--- START ---
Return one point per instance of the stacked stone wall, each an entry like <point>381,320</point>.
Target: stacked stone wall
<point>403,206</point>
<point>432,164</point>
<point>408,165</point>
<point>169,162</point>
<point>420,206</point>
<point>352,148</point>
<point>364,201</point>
--- END ---
Copy out every line of the records above word for word, with no changes.

→ Output for this task:
Return one point per instance of the stacked stone wall, each an entry like <point>381,320</point>.
Target: stacked stone wall
<point>403,206</point>
<point>432,164</point>
<point>408,165</point>
<point>169,162</point>
<point>420,206</point>
<point>352,148</point>
<point>364,201</point>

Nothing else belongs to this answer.